■ Given exercise: Render all of the data below as a Markdown table with two columns, Row and Line, one numbered row per line and blank lines left out. Leave the pictures out.

■ Raw records:
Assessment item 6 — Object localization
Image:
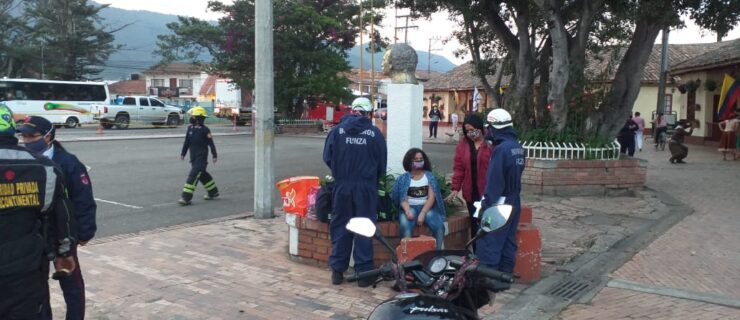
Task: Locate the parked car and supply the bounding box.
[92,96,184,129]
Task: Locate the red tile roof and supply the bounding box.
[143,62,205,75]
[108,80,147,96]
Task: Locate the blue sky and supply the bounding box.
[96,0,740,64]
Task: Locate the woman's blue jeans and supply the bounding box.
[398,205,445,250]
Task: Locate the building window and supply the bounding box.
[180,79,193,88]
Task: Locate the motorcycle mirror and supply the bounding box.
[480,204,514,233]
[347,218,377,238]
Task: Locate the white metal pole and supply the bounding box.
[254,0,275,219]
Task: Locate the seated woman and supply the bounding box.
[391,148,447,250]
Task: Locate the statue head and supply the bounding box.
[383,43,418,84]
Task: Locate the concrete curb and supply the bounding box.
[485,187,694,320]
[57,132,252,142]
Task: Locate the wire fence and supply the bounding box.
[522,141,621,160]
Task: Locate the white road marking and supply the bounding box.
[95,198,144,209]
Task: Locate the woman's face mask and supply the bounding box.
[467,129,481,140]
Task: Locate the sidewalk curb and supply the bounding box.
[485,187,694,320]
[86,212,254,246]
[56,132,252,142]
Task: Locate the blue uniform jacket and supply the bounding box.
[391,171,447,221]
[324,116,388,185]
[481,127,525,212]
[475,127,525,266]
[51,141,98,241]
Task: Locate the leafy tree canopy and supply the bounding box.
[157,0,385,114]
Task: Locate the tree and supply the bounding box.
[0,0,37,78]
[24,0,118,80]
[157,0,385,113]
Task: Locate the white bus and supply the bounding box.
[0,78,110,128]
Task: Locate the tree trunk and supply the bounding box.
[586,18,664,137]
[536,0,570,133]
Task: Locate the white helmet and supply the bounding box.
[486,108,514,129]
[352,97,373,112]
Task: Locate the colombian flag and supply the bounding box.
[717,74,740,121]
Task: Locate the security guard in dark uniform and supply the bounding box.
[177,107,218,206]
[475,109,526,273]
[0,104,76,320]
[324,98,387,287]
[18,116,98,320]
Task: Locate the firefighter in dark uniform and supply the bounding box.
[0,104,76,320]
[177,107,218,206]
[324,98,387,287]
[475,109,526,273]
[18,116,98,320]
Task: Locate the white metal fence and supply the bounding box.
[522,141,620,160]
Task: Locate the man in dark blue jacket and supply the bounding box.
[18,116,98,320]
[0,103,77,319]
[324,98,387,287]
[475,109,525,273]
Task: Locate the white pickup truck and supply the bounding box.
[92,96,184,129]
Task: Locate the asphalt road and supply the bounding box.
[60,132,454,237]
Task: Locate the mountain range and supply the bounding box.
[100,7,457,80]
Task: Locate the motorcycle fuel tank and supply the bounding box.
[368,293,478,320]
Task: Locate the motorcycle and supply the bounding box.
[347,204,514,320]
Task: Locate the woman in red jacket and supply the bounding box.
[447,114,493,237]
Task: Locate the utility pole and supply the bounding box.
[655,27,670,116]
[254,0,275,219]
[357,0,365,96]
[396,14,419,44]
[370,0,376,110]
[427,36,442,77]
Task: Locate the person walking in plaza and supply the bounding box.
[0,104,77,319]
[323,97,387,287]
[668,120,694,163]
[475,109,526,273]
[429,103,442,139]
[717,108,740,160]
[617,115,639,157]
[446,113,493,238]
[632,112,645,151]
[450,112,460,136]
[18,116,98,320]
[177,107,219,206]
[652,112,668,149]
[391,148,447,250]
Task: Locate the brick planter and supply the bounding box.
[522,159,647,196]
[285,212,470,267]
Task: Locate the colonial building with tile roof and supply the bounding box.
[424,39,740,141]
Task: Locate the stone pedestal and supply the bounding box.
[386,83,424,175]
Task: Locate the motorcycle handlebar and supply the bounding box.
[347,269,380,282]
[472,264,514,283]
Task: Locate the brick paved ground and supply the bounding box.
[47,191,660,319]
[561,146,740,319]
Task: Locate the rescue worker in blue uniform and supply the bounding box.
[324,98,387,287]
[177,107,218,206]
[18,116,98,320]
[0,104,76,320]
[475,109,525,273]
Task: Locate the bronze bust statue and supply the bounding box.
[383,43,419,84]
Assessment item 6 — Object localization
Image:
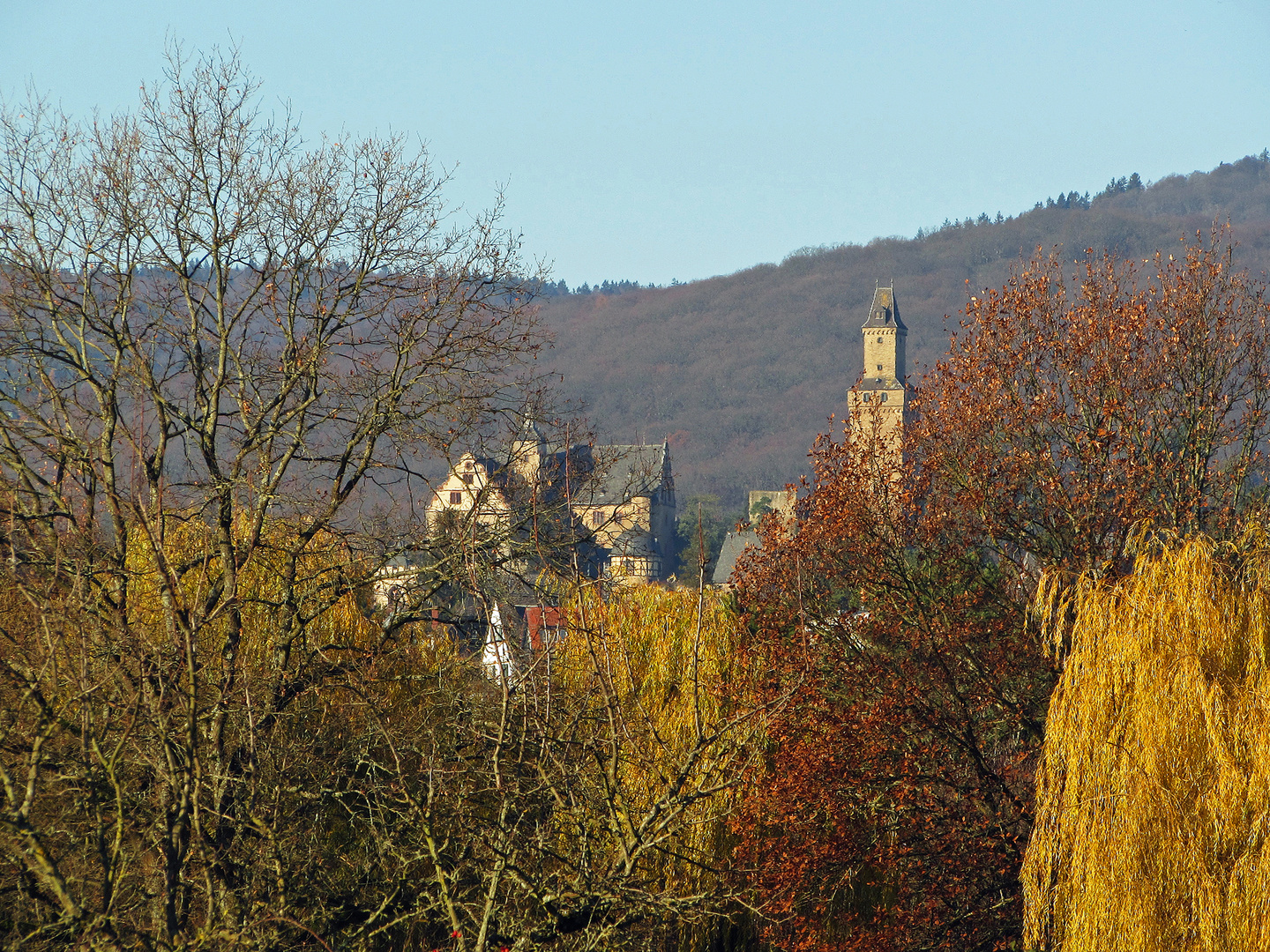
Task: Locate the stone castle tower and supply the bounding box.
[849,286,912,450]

■ Complete response:
| Row | Line |
|---|---|
| 1 | Assessment item 6 — Object localization |
| 2 | Image: |
| 3 | Task: Locate the parked car and supply the bounding box. |
| 4 | [92,96,184,129] |
| 5 | Task: Locate the red tile roof and supply the bounding box. |
| 6 | [143,62,205,75] |
| 7 | [108,80,147,96] |
| 8 | Task: Locate the blue sky and supply the bounding box. |
| 9 | [96,0,740,64] |
| 10 | Task: Locate the woman's blue jeans and supply the bounding box. |
| 11 | [398,205,445,250] |
| 12 | Task: Locate the building window and supply the bounding box. |
| 13 | [180,79,193,88] |
| 14 | Task: Locate the motorcycle mirror and supply the bounding box. |
| 15 | [480,204,514,233] |
| 16 | [347,218,377,238] |
| 17 | Task: Locate the white metal pole and supply the bounding box. |
| 18 | [254,0,275,219] |
| 19 | Task: Locate the seated woman and supply the bounding box. |
| 20 | [391,148,447,250] |
| 21 | Task: Locate the statue head and supply the bounding box. |
| 22 | [383,43,418,84] |
| 23 | Task: Locate the concrete curb and supply the bounding box. |
| 24 | [485,187,694,320] |
| 25 | [57,132,252,142] |
| 26 | Task: Locate the wire fence and supply the bounding box. |
| 27 | [522,141,621,160] |
| 28 | Task: Locate the white road marking and supply the bounding box. |
| 29 | [95,198,144,209] |
| 30 | Task: Locate the woman's face mask and supply the bounding box. |
| 31 | [467,129,481,140] |
| 32 | Task: Locate the sidewalk curb and supply the bounding box. |
| 33 | [485,187,694,320] |
| 34 | [86,212,254,246] |
| 35 | [56,132,252,142] |
| 36 | Task: Locate the blue uniform jacket and supply the bounding box. |
| 37 | [391,171,447,221] |
| 38 | [324,116,388,185] |
| 39 | [481,127,525,212] |
| 40 | [475,127,525,266] |
| 41 | [51,141,98,241] |
| 42 | Task: Locate the leafy tree canopy and supply the bounding box. |
| 43 | [157,0,385,114] |
| 44 | Task: Locate the tree and supply the bounding box. |
| 45 | [0,0,37,78] |
| 46 | [24,0,118,80] |
| 47 | [157,0,385,113] |
| 48 | Task: Locate the white bus and supply the bounding box. |
| 49 | [0,78,110,128] |
| 50 | Task: Locate the tree trunk and supply the bounding box. |
| 51 | [586,18,664,137] |
| 52 | [536,0,570,133] |
| 53 | Task: Locate the white helmet and supply the bounding box. |
| 54 | [486,108,514,129] |
| 55 | [352,97,373,112] |
| 56 | Task: Locate the colombian flag and supply the bounding box. |
| 57 | [717,74,740,121] |
| 58 | Task: Locate the security guard in dark uniform and supply the bounding box. |
| 59 | [177,107,218,206] |
| 60 | [475,109,526,273] |
| 61 | [0,104,76,320] |
| 62 | [324,98,387,287] |
| 63 | [18,116,98,320] |
| 64 | Task: Locate the firefighter in dark uniform and supply the bounding box. |
| 65 | [0,104,76,320] |
| 66 | [177,107,218,206] |
| 67 | [324,98,387,287] |
| 68 | [475,109,526,273] |
| 69 | [18,116,98,320] |
| 70 | Task: Locate the white metal fence and supply the bounding box. |
| 71 | [522,141,620,160] |
| 72 | Task: Locate the man in dark blue jacket and supply the bounding box. |
| 73 | [18,116,98,320] |
| 74 | [0,103,77,319] |
| 75 | [324,98,387,287] |
| 76 | [475,109,525,273] |
| 77 | Task: Locate the white pickup truck and supply the bounding box. |
| 78 | [92,96,184,129] |
| 79 | Task: Locate the asphalt road and supply the bounding box. |
| 80 | [60,132,454,237] |
| 81 | Task: Locate the mountain range and supply the bounding box. |
| 82 | [100,7,457,80] |
| 83 | Task: Locate the motorcycle fuel tank and supply the bounding box. |
| 84 | [368,293,478,320] |
| 85 | Task: Locate the motorcycle and supply the bounding box. |
| 86 | [347,204,514,320] |
| 87 | Task: Locate the woman in red jacket and supply the bounding box. |
| 88 | [447,114,493,237] |
| 89 | Task: Locate the utility pole and supply the bounding box. |
| 90 | [655,27,670,116] |
| 91 | [254,0,275,219] |
| 92 | [357,0,365,96] |
| 93 | [396,14,419,44] |
| 94 | [370,0,376,110] |
| 95 | [427,36,442,77] |
| 96 | Task: Locate the person walking in plaza and supply the bounding box. |
| 97 | [0,104,77,319] |
| 98 | [323,97,387,287] |
| 99 | [668,120,694,163] |
| 100 | [475,109,526,273] |
| 101 | [429,103,442,139] |
| 102 | [717,108,740,160] |
| 103 | [617,115,639,157] |
| 104 | [446,113,493,238] |
| 105 | [632,112,645,151] |
| 106 | [450,112,460,136] |
| 107 | [18,116,98,320] |
| 108 | [177,107,219,206] |
| 109 | [652,112,668,149] |
| 110 | [391,148,447,250] |
| 111 | Task: Locate the brick planter and supply the bounding box. |
| 112 | [522,159,647,196] |
| 113 | [285,212,470,267] |
| 114 | Task: Locate the colonial building with tile roof and supply the bounding box. |
| 115 | [424,39,740,141] |
| 116 | Task: Locate the stone pedestal and supply the bounding box. |
| 117 | [386,83,424,175] |
| 118 | Task: Locate the motorcycle handlebar and supply the bounding box. |
| 119 | [347,269,380,282] |
| 120 | [472,264,514,283] |
| 121 | Task: Locate the brick paved ground and supply the bounding box. |
| 122 | [47,191,660,319] |
| 123 | [561,146,740,319] |
| 124 | Task: Locate the rescue worker in blue uniform and supply the bounding box. |
| 125 | [324,98,387,287] |
| 126 | [177,107,218,206] |
| 127 | [18,116,98,320] |
| 128 | [0,104,76,320] |
| 129 | [475,109,525,273] |
| 130 | Task: Locate the bronze bust statue and supply the bounding box. |
| 131 | [383,43,419,84] |
| 132 | Assessment item 6 — Object localization |
| 133 | Image: |
| 134 | Task: Locate the stone castle tower and supply the bounding box. |
| 135 | [849,286,912,450] |